Extract to read Start Marker

On Friday Paul was let out of hospital and we came back up the mountain. Today is the fifth day we have been here, and yesterday was the first day Paul started to feel really himself again. We've had to experiment with food and medication to find out what works best for him, but we have finally found a good balance, and Paul is getting some good sleep and pottering around doing household jobs. It is good to see him back in his own space, doing his own thing. He has started driving by himself again, which he is very relieved about, as he is highly suspicious of my driving, and he is going into town every couple of days to get his dressing changed. I go into town at other times to visit the kiddos so we can both have some quiet time at the cabin without each other. We like to be together, but we also like alone.

Extract to read End Marker
Source data Start Marker

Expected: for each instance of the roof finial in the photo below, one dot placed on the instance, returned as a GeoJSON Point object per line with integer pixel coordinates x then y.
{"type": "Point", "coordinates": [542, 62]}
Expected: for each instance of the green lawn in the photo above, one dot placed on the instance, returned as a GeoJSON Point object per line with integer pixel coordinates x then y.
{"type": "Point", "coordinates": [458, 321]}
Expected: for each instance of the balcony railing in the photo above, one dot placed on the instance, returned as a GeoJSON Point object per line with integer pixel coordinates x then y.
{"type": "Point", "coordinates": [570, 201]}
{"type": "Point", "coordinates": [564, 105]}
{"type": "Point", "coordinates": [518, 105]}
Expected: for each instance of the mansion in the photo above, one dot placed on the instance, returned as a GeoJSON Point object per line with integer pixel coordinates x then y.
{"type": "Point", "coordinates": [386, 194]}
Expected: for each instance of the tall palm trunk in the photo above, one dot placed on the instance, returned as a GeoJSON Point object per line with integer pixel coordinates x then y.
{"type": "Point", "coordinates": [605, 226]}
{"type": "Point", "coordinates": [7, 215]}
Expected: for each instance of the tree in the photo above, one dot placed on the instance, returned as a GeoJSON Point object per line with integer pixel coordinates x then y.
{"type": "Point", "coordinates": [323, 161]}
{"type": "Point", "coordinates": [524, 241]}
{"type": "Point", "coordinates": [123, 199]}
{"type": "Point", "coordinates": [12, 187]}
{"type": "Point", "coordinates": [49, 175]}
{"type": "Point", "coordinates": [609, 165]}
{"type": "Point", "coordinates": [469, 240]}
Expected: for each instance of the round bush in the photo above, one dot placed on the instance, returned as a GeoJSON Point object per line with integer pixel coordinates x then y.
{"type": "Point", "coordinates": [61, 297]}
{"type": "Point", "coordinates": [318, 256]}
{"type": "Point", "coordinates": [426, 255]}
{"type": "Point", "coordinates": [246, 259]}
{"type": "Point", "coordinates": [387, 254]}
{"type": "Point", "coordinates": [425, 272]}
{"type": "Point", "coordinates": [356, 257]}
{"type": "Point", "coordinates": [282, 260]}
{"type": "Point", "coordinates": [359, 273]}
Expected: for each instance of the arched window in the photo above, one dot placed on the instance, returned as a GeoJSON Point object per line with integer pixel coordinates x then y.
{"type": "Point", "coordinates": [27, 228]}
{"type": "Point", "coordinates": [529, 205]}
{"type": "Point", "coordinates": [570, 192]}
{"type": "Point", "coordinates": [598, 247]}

Source data End Marker

Tasks to carry out:
(1) Which places are mentioned in the account of Paul's recovery? List every one.
(2) Condense the paragraph of the account of Paul's recovery beginning "On Friday Paul was let out of hospital" into a short bulleted list that keeps its main facts.
(3) Continue the account of Paul's recovery at the cabin from its last sentence.

Set of answers:
(1)
- hospital
- the mountain
- town
- the cabin

(2)
- Paul left hospital on Friday, and the two came back up the mountain.
- It is now their fifth day there, and yesterday Paul first felt really himself again.
- After experimenting with food and medication, they found a good balance, and he is sleeping well and doing household jobs.
- He is driving by himself again, which relieves him because he distrusts the narrator's driving.
- He goes into town every couple of days to have his dressing changed.
- The narrator goes into town at other times to visit the kiddos, so each gets quiet time alone at the cabin.
- They like being together but also like being alone.

(3)
The Girl has generously come over from Melbourne to stay with Red while I am up the mountain with Paul, and we are both very grateful that she could do this. From all accounts they are having a marvellous time together, doing lots of craft and devising various cunning plans, possibly for running the world, not sure.
Every medical personage Paul has talked to over the last couple of weeks has been amazed at his progress and his health, which remains very good, despite the rearrangement of his internal organs and his giant 32cm scar. Yikes. He is going to tell his grandchildren he was in a fight with pirates. And that he lost.
Most patients who have had the Whipple surgery stay a lot longer in hospital, sometimes up to two months, so ten days was a really quick turnaround. It was a bit terrifying coming home from hospital and not knowing how it would go. It reminded me of bringing a new baby home, and not having a clue what to do next. One of the big issues was how Paul was going to get out of bed. He could stand up okay, and get up out of his hospital bed because it sits him up and has a hoist handle above, but because he can't use his stomach muscles, we thought it would be days of me heaving Paul up from the horizontal. However, with his usual determination and his engineering mind he came up with a work around - it's kind of a yoga move - hanging onto one knee bent up to his chest, and rocking up while pushing up on his opposite elbow. So much callisthenics in the middle of the night..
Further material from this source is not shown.